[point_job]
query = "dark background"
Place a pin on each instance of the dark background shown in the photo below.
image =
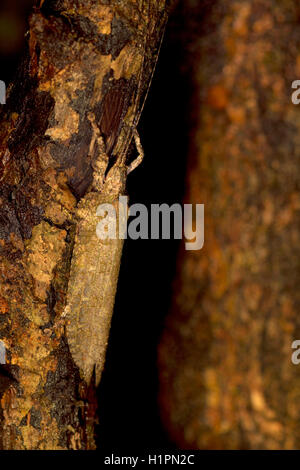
(129, 410)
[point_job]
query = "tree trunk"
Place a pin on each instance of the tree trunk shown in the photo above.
(81, 57)
(227, 379)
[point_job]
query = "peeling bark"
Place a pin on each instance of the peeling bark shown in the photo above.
(82, 56)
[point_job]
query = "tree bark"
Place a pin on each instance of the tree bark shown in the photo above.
(81, 56)
(227, 380)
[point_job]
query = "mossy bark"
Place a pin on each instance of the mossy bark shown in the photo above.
(81, 56)
(227, 380)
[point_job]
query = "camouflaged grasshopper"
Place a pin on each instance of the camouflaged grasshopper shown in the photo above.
(95, 263)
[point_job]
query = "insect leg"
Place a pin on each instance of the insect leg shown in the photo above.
(140, 150)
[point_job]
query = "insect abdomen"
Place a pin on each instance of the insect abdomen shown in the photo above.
(91, 291)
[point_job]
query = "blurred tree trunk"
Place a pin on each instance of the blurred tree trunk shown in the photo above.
(227, 380)
(81, 56)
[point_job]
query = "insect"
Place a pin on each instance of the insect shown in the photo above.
(95, 263)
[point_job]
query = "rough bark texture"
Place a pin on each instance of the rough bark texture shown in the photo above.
(82, 56)
(226, 375)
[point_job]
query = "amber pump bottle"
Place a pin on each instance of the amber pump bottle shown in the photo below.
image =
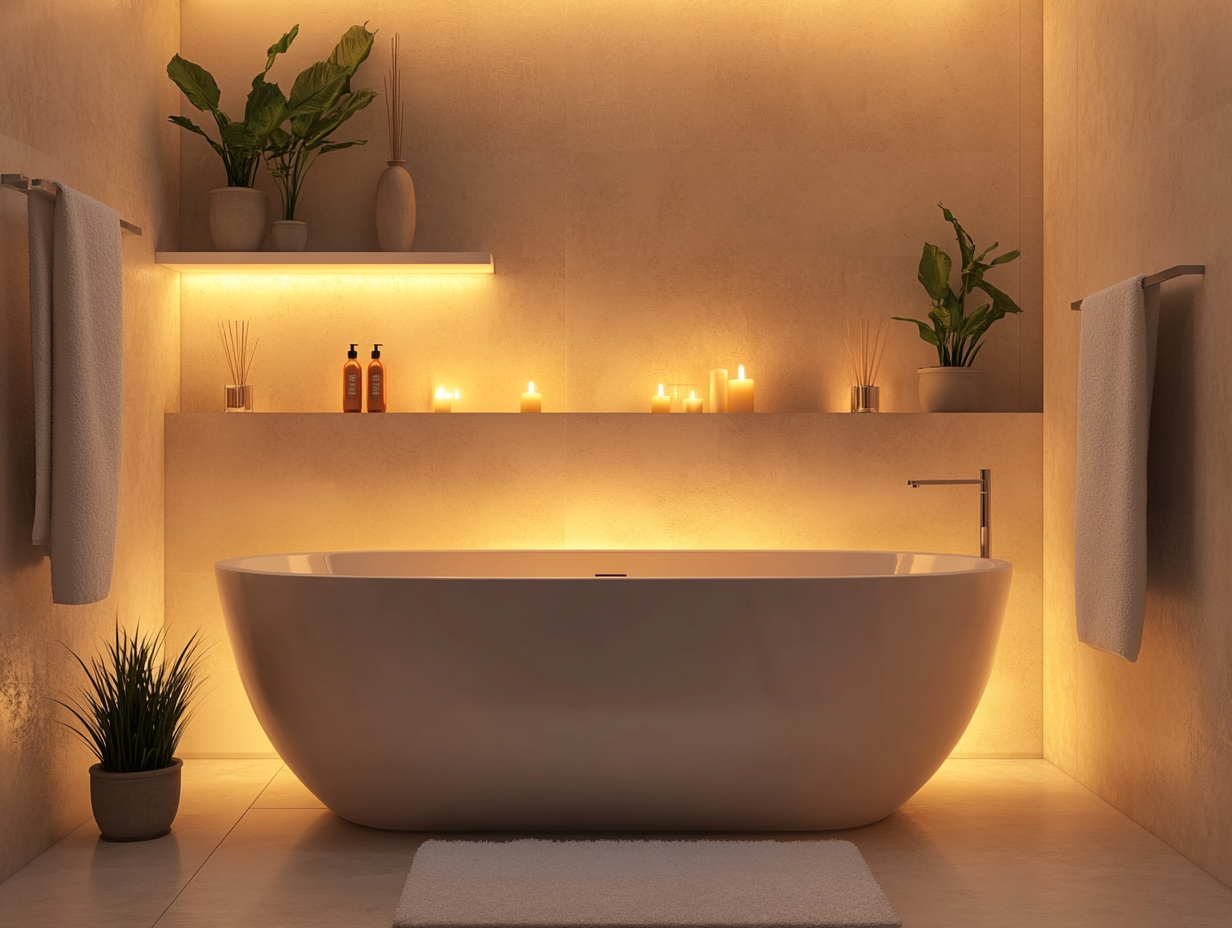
(352, 383)
(377, 386)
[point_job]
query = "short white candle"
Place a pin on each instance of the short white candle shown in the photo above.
(532, 402)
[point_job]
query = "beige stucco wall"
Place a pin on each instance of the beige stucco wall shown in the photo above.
(245, 484)
(1138, 178)
(665, 186)
(84, 101)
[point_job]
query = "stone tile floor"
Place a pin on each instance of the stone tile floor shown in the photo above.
(984, 843)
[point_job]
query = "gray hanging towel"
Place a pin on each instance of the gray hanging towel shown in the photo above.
(85, 330)
(1115, 380)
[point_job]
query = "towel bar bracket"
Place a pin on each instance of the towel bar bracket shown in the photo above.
(1180, 270)
(48, 189)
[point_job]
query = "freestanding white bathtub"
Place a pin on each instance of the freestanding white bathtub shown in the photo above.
(769, 690)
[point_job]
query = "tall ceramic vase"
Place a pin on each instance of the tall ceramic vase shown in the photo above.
(396, 208)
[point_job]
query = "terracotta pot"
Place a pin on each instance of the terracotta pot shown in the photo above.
(288, 236)
(950, 390)
(238, 218)
(396, 208)
(136, 806)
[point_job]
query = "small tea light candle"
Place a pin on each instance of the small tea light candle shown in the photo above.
(532, 402)
(739, 393)
(444, 401)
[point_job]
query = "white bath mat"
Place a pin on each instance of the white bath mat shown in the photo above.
(612, 884)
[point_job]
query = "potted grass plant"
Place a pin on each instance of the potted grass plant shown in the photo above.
(131, 712)
(320, 102)
(952, 386)
(238, 212)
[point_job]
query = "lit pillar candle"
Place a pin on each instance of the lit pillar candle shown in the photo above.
(532, 402)
(739, 393)
(444, 401)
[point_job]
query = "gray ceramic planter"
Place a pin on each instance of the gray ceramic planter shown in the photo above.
(136, 806)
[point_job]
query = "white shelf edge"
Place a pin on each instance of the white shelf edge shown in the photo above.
(327, 261)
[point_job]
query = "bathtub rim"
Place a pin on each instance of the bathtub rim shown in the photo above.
(987, 566)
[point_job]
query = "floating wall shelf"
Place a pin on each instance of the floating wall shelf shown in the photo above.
(327, 261)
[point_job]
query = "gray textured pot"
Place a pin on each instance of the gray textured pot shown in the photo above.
(238, 218)
(136, 806)
(950, 390)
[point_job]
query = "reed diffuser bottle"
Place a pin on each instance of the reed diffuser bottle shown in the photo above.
(237, 394)
(396, 191)
(865, 358)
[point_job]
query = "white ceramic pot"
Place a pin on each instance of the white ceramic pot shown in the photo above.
(396, 208)
(288, 236)
(136, 806)
(950, 390)
(238, 217)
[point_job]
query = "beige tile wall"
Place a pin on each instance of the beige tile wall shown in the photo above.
(1138, 137)
(264, 483)
(81, 100)
(665, 186)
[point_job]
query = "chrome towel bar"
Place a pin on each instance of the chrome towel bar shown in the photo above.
(1180, 270)
(48, 187)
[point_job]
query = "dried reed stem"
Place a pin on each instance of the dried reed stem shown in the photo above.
(394, 106)
(239, 359)
(866, 356)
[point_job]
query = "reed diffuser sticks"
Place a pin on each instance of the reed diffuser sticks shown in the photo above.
(866, 356)
(865, 360)
(239, 358)
(394, 106)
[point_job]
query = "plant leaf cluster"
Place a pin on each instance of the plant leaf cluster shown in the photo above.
(134, 705)
(242, 143)
(956, 335)
(288, 132)
(320, 101)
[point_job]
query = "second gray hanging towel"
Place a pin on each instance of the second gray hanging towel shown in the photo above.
(1115, 381)
(77, 319)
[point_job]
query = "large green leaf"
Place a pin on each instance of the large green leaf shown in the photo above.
(265, 111)
(277, 48)
(934, 271)
(185, 122)
(352, 49)
(196, 83)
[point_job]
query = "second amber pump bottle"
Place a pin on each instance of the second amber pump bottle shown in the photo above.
(376, 382)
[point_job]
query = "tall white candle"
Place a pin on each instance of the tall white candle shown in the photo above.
(739, 393)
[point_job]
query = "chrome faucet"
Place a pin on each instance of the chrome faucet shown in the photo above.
(986, 505)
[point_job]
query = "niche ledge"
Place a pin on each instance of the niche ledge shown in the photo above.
(327, 261)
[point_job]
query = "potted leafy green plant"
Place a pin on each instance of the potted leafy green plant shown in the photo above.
(238, 212)
(320, 101)
(131, 714)
(952, 386)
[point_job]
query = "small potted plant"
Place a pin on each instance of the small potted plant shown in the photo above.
(238, 212)
(131, 714)
(952, 386)
(320, 101)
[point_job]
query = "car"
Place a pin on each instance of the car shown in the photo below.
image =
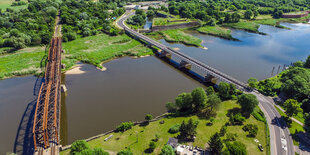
(260, 147)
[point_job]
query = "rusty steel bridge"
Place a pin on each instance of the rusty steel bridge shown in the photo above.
(46, 124)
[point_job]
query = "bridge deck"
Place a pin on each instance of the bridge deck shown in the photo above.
(47, 113)
(185, 58)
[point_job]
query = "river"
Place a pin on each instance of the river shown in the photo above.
(255, 55)
(97, 101)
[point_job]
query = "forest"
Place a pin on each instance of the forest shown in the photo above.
(28, 27)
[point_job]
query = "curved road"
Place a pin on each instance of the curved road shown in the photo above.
(281, 142)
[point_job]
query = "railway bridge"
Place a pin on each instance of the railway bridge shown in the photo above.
(46, 124)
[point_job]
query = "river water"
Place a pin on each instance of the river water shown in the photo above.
(97, 101)
(255, 55)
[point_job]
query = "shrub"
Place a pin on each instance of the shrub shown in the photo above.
(252, 128)
(236, 119)
(174, 129)
(78, 146)
(236, 148)
(231, 136)
(124, 126)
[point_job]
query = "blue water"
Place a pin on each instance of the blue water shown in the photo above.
(255, 55)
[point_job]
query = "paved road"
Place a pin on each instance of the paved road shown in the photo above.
(281, 142)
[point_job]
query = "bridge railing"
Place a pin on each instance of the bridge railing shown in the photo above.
(189, 59)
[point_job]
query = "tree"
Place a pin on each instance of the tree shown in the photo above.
(171, 107)
(210, 90)
(307, 63)
(184, 102)
(148, 117)
(199, 98)
(223, 130)
(78, 146)
(188, 130)
(292, 107)
(236, 148)
(248, 14)
(150, 14)
(152, 146)
(125, 152)
(307, 122)
(252, 82)
(224, 90)
(167, 150)
(248, 102)
(213, 102)
(216, 144)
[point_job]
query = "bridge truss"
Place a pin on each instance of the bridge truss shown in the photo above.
(47, 112)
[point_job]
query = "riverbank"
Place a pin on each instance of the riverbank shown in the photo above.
(92, 50)
(217, 31)
(139, 137)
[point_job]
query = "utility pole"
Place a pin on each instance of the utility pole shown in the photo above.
(272, 71)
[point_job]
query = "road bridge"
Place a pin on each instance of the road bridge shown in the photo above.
(281, 142)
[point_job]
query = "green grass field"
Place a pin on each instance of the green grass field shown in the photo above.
(93, 50)
(7, 4)
(145, 134)
(22, 62)
(216, 31)
(173, 21)
(294, 127)
(177, 35)
(97, 49)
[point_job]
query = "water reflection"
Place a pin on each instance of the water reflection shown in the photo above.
(255, 55)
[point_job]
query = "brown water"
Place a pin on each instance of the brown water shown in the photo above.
(128, 90)
(96, 101)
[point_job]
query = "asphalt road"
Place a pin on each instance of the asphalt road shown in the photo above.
(281, 142)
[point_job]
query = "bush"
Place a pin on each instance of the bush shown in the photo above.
(125, 152)
(231, 136)
(78, 146)
(223, 130)
(236, 148)
(236, 119)
(174, 129)
(124, 126)
(252, 128)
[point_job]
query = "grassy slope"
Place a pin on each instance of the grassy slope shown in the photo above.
(249, 26)
(99, 48)
(294, 128)
(177, 35)
(164, 21)
(93, 50)
(216, 31)
(147, 133)
(7, 4)
(28, 62)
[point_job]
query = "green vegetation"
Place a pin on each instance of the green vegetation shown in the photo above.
(170, 21)
(32, 26)
(93, 50)
(146, 133)
(195, 129)
(97, 49)
(177, 35)
(244, 25)
(216, 31)
(78, 21)
(28, 62)
(4, 4)
(293, 126)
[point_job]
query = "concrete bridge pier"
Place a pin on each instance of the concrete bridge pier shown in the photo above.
(210, 79)
(165, 54)
(186, 65)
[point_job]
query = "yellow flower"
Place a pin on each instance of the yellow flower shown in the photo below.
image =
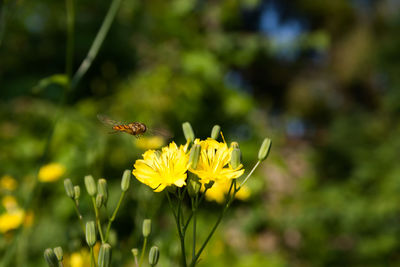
(9, 202)
(161, 169)
(11, 220)
(152, 142)
(219, 190)
(51, 172)
(214, 161)
(8, 183)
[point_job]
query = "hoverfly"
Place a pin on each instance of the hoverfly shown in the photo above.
(134, 128)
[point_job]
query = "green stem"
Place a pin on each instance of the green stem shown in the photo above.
(96, 211)
(248, 176)
(194, 208)
(92, 259)
(110, 220)
(143, 251)
(181, 235)
(227, 204)
(69, 57)
(98, 41)
(79, 216)
(191, 214)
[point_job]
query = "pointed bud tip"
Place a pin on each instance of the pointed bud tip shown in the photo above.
(90, 185)
(215, 132)
(264, 149)
(50, 257)
(126, 179)
(154, 255)
(146, 227)
(69, 188)
(188, 131)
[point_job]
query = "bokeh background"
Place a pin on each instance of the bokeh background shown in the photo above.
(320, 78)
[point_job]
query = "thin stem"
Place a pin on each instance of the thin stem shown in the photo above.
(96, 211)
(79, 216)
(136, 262)
(98, 41)
(194, 208)
(110, 220)
(181, 236)
(227, 204)
(248, 176)
(69, 56)
(143, 251)
(191, 213)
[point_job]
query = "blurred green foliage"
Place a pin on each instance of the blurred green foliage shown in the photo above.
(320, 78)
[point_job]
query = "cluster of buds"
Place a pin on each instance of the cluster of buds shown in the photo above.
(154, 253)
(98, 193)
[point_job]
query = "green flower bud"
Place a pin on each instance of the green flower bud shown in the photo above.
(235, 158)
(99, 200)
(126, 179)
(264, 149)
(154, 254)
(50, 257)
(135, 252)
(59, 253)
(103, 189)
(209, 185)
(91, 233)
(194, 156)
(188, 131)
(77, 191)
(90, 185)
(235, 145)
(146, 229)
(193, 185)
(215, 132)
(69, 188)
(105, 255)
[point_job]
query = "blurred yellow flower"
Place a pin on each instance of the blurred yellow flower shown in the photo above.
(11, 219)
(28, 220)
(159, 169)
(51, 172)
(219, 189)
(76, 260)
(7, 182)
(80, 259)
(9, 202)
(152, 142)
(214, 163)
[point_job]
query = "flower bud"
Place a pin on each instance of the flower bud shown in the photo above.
(69, 188)
(215, 132)
(77, 191)
(135, 252)
(90, 185)
(99, 200)
(194, 156)
(105, 255)
(235, 145)
(59, 253)
(235, 158)
(209, 185)
(188, 131)
(264, 149)
(126, 179)
(193, 185)
(102, 189)
(50, 257)
(146, 229)
(91, 233)
(154, 254)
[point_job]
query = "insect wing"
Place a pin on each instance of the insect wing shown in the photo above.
(107, 121)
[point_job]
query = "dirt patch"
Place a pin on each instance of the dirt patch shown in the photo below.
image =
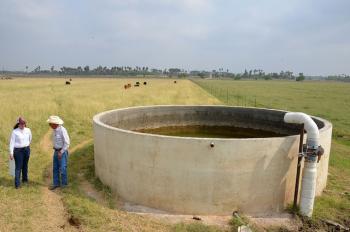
(91, 192)
(221, 221)
(79, 146)
(282, 220)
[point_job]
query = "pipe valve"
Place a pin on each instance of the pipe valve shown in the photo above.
(310, 153)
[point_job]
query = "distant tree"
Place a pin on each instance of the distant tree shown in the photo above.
(301, 77)
(37, 69)
(245, 74)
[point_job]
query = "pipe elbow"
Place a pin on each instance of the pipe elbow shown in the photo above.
(313, 134)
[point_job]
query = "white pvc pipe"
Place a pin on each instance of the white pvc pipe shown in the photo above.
(313, 135)
(308, 183)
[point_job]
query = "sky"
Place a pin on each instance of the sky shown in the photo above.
(311, 36)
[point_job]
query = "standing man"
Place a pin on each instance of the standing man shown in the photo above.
(61, 143)
(21, 138)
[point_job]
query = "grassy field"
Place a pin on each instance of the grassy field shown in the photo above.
(329, 100)
(33, 207)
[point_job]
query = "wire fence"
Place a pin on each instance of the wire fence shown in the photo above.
(230, 96)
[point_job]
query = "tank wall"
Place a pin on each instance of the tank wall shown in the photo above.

__EXERCISE REQUIREMENTS__:
Extract every line of the records above that contains the word "brown".

__FINAL ANSWER__:
query = "brown water"
Place a pin on each instance of the brown water shown in the photo above.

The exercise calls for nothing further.